Excerpt:

These are the kinds of conundrums facing school leaders, bus drivers, and transportation planners across the country. Bob Wagner, director of transportation for the Montour School District west of Pittsburgh, is so pressed for time trying to finalize a plan that he didn’t have time to be interviewed. “Extremely busy with the constant changes in plans by various schools,” he apologized in an email.

Other districts are less frantic. Rather, they find themselves in a state of limbo based on the decisions made by state leaders. Take California, for instance. Gov. Gavin Newsom announced in July that the state’s schools would not reopen in the fall. That left school officials like Mike Sawyer, who oversees transportation for the San Marcos Unified School District outside of San Diego, wondering when he’ll have to finalize his district’s transportation plan. “It is unknown at this time,” he told The Verge.

It’s a challenge that extends beyond the confines of the school bus itself. Michael Cordiello, president of the school bus driver union in New York City, said the city needs to develop plans to enforce social distancing not just on its buses, but at its depots as well.

“Usually, you get crowded day rooms [at the bus depot] with people pulling out their work cards for the day,” Cordiello said. “It can get very crowded.”

Task set:
**A.** According to the school bus excerpt, where does Mike Sawyer oversee transportation?
**B.** Write a continuation of the school bus excerpt, beginning after its final sentence.

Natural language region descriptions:

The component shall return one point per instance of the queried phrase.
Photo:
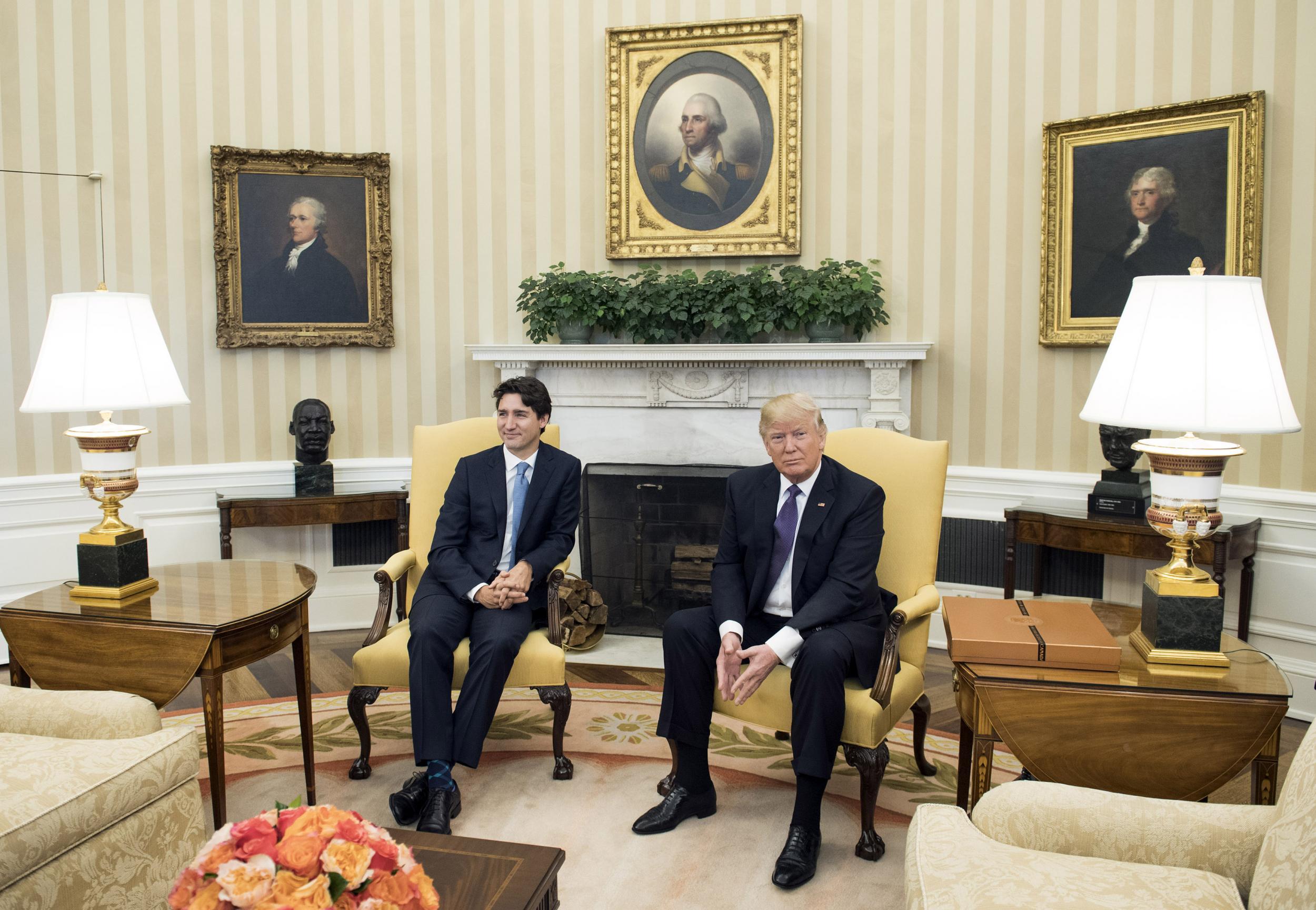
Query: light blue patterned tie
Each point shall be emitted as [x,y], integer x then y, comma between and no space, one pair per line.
[519,489]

List of answers:
**A.** The San Marcos Unified School District, outside of San Diego.

**B.**
Right now, New York City is experiencing a particularly fierce debate over school reopenings. It is the largest school district in the nation to announce it was going to be conducting some in-person classes in the fall. But teachers and school administrators are pushing Mayor Bill de Blasio to delay the reopening, seeking more time to develop plans that address their myriad concerns. The city was once the epicenter for the coronavirus outbreak in the US, but it now has an infection rate that is among the lowest in the nation.

New York City is also unique because of its robust public transportation system, which many parents across the city use to take their kids to school. The city also has a large number of students who walk or bike to school. But transit ridership has cratered recently due to fears of viral transmission on the subway, and the city has done little to accommodate the incredible spike in cycling. Installing protected bike lanes could make it an easier and safer decision for parents who are weighing whether to take their kids to school on a bike.

At a recent press conference, de Blasio said the city’s school buses would be carrying 25 percent fewer children to allow for social distancing, and he advised those parents whose kids won’t be able to find a seat to drive them to school. Asked what happens when this increase in car traffic inevitably leads to a rise in fatal traffic crashes, the mayor said the city has no choice but to reduce capacity on its school buses.

“When you get more kids outside walking around, you’re going to have a recipe for disaster,” said Nick Sifuentes, executive director of the Tri-State Transportation Campaign. “If you have more traffic and more cars on the street, and people aren’t paying attention, especially to a child who’s too short to be seen from the vehicle, there are these ripple effects in any system that you look at.”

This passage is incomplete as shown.